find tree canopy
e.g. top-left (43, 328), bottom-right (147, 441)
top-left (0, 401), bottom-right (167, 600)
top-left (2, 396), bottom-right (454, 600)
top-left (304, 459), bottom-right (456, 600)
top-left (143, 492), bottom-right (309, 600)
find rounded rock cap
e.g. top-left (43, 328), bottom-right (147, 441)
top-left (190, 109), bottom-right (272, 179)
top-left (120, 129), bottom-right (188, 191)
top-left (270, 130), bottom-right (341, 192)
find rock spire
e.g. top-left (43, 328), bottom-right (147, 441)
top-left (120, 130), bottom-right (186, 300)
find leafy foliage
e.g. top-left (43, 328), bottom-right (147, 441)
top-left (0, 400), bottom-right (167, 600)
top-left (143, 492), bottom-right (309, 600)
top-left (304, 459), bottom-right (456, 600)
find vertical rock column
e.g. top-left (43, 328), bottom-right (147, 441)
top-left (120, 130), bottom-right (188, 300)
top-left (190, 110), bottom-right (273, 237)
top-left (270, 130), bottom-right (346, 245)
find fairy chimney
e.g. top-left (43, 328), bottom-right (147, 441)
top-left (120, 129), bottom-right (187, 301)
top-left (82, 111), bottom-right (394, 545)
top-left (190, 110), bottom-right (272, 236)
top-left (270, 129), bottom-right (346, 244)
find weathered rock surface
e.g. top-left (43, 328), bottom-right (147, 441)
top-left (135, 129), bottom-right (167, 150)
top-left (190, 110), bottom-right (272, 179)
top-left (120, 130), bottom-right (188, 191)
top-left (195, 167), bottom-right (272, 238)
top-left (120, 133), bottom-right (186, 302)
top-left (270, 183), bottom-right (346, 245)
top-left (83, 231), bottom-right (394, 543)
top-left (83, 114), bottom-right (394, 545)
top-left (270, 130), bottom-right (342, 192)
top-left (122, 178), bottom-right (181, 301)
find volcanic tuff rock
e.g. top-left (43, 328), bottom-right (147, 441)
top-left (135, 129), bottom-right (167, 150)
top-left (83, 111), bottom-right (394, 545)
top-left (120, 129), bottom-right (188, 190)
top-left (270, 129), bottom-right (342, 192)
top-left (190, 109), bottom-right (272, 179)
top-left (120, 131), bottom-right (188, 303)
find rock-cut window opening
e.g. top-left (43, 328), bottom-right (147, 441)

════════════════════

*Exercise prompt*
Copy each entry above exactly, leaving nothing out.

*Solution to this exercise*
find tree canopy
e.g. top-left (43, 328), bottom-right (147, 441)
top-left (0, 401), bottom-right (167, 600)
top-left (2, 396), bottom-right (454, 600)
top-left (304, 459), bottom-right (456, 600)
top-left (143, 492), bottom-right (309, 600)
find rounded rock cap
e.g. top-left (43, 328), bottom-right (147, 441)
top-left (190, 109), bottom-right (272, 179)
top-left (120, 129), bottom-right (188, 191)
top-left (270, 130), bottom-right (341, 192)
find rock spire
e.g. top-left (43, 328), bottom-right (147, 441)
top-left (120, 130), bottom-right (186, 300)
find leafy foliage
e.g. top-left (43, 328), bottom-right (147, 441)
top-left (0, 400), bottom-right (167, 600)
top-left (143, 492), bottom-right (309, 600)
top-left (304, 459), bottom-right (456, 600)
find vertical rock column
e.g. top-left (43, 328), bottom-right (147, 441)
top-left (120, 130), bottom-right (188, 300)
top-left (190, 110), bottom-right (273, 237)
top-left (270, 130), bottom-right (346, 245)
find fairy chimney
e.g. top-left (43, 328), bottom-right (147, 441)
top-left (120, 129), bottom-right (187, 301)
top-left (82, 111), bottom-right (394, 545)
top-left (190, 110), bottom-right (272, 236)
top-left (270, 129), bottom-right (346, 244)
find weathered rock surface
e.g. top-left (43, 328), bottom-right (147, 441)
top-left (135, 129), bottom-right (167, 150)
top-left (190, 110), bottom-right (272, 179)
top-left (120, 130), bottom-right (188, 191)
top-left (195, 167), bottom-right (272, 238)
top-left (120, 133), bottom-right (186, 302)
top-left (270, 183), bottom-right (346, 245)
top-left (83, 231), bottom-right (394, 543)
top-left (83, 114), bottom-right (394, 545)
top-left (270, 130), bottom-right (342, 192)
top-left (122, 178), bottom-right (181, 301)
find volcanic tuff rock
e.g. top-left (43, 328), bottom-right (147, 441)
top-left (135, 129), bottom-right (167, 150)
top-left (83, 111), bottom-right (394, 545)
top-left (120, 129), bottom-right (188, 190)
top-left (270, 129), bottom-right (342, 192)
top-left (190, 109), bottom-right (272, 179)
top-left (120, 131), bottom-right (188, 303)
find rock-cut window opening
e.g. top-left (43, 328), bottom-right (147, 441)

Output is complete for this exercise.